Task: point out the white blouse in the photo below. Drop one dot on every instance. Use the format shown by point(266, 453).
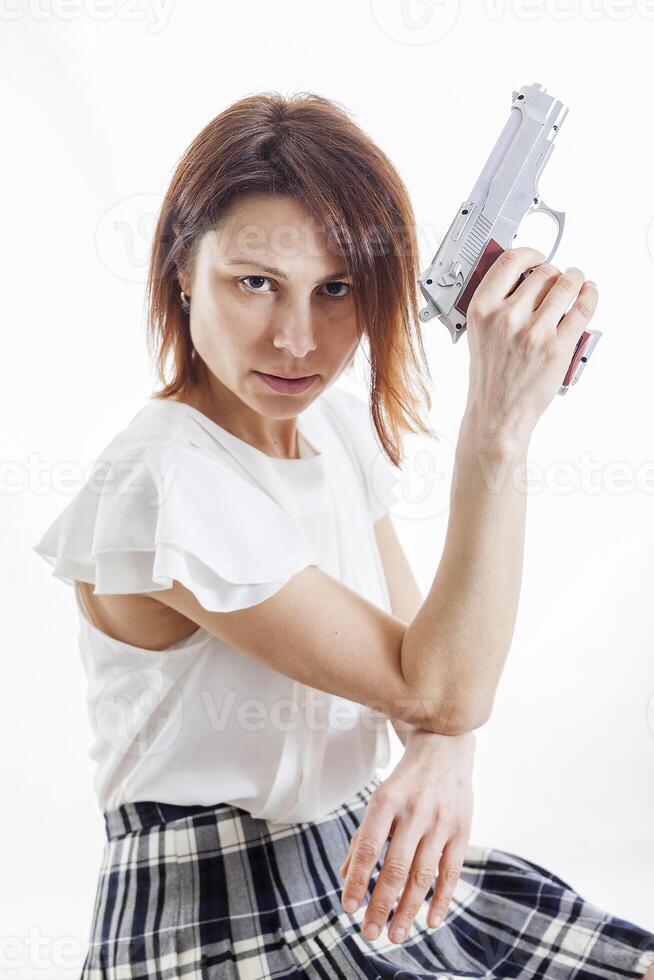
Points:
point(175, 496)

════════════════════

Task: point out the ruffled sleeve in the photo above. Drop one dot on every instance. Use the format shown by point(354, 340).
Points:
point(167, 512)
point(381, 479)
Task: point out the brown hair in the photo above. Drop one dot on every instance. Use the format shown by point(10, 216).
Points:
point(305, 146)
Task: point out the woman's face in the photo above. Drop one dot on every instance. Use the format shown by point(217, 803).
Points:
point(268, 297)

════════════════════

Exercise directions = Transcribe the lines starting at the one containing "Task: point out the woman's" and ending after the one containing "point(268, 297)", keeping every character exactly as it appears.

Output for this task =
Task: point out the woman's face in the photo above. Drop one dot on every instance. Use the format shown by point(217, 803).
Points:
point(268, 297)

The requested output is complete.